Return every line of the items that contains the word "grass".

■ **Extracted information**:
++++++++++

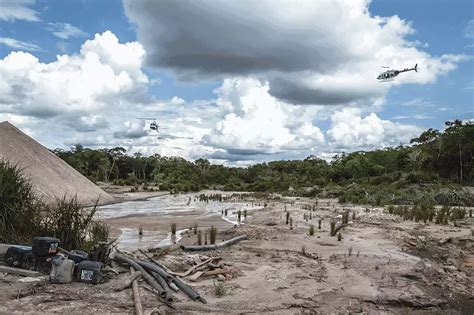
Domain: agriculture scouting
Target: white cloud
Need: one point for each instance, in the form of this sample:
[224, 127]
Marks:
[469, 30]
[84, 83]
[257, 123]
[17, 44]
[316, 52]
[11, 10]
[350, 131]
[66, 30]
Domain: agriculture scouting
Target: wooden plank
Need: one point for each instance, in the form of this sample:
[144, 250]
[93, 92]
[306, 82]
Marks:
[195, 276]
[21, 272]
[217, 272]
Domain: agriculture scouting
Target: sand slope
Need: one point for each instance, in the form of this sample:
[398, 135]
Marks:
[51, 177]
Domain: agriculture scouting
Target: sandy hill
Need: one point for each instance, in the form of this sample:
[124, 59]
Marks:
[51, 177]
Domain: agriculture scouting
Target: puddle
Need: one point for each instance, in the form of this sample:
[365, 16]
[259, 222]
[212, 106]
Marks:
[167, 205]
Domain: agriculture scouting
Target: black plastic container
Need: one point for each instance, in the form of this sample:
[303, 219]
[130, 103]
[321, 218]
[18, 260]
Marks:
[44, 247]
[78, 255]
[19, 256]
[89, 271]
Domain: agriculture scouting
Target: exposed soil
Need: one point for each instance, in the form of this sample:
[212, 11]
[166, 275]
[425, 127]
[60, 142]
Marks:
[51, 177]
[382, 264]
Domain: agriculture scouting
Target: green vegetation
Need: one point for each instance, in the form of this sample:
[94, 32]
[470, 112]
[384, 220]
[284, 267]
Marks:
[24, 217]
[19, 209]
[199, 237]
[73, 225]
[213, 234]
[434, 167]
[173, 228]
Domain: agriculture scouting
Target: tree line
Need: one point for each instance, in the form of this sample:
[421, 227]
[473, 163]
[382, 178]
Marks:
[434, 158]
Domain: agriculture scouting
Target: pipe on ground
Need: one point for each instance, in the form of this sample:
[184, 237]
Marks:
[232, 241]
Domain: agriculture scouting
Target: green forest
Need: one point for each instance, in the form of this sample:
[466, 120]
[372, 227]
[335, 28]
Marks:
[436, 166]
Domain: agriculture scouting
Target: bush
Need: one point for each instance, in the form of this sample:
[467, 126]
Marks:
[73, 225]
[173, 228]
[213, 234]
[19, 209]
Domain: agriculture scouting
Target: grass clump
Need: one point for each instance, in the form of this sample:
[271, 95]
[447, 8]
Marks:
[199, 237]
[173, 228]
[23, 216]
[213, 234]
[333, 227]
[19, 209]
[73, 225]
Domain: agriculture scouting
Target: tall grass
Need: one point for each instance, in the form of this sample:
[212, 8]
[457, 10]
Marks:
[73, 225]
[213, 234]
[23, 216]
[19, 209]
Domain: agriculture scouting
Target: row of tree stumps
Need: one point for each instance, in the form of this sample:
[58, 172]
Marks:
[334, 229]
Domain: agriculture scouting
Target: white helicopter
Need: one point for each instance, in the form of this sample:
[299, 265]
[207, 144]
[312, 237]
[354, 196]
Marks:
[390, 74]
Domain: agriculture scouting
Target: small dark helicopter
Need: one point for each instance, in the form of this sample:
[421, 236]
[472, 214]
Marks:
[153, 125]
[390, 74]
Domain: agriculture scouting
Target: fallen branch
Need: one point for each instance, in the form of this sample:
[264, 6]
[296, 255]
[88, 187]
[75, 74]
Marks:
[216, 272]
[136, 294]
[190, 270]
[153, 260]
[214, 246]
[128, 281]
[21, 272]
[149, 278]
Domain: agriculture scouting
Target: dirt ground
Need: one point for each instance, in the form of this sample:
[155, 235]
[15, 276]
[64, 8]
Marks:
[381, 265]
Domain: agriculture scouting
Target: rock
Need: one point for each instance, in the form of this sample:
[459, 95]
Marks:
[450, 268]
[445, 240]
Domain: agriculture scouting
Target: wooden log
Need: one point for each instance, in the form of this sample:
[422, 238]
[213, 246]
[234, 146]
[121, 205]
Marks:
[136, 293]
[21, 272]
[195, 276]
[149, 278]
[4, 248]
[190, 270]
[128, 281]
[216, 272]
[215, 246]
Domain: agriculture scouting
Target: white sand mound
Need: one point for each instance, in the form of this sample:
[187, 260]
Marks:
[51, 177]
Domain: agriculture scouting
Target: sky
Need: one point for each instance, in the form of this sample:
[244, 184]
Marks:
[236, 82]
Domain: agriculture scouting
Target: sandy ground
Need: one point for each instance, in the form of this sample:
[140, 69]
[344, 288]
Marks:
[381, 265]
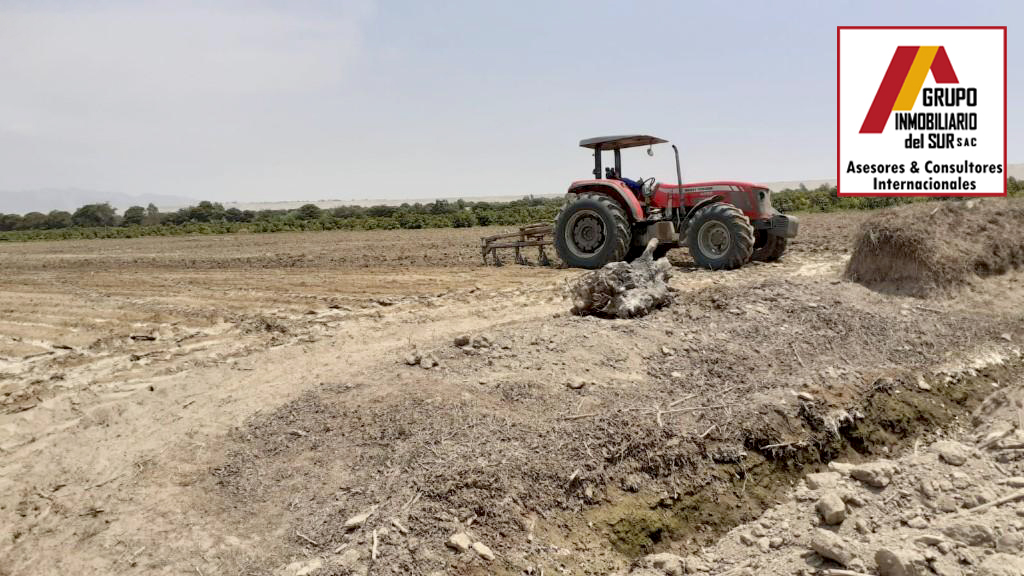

++++++++++

■ **The result**:
Target: grass clump
Target: tall grass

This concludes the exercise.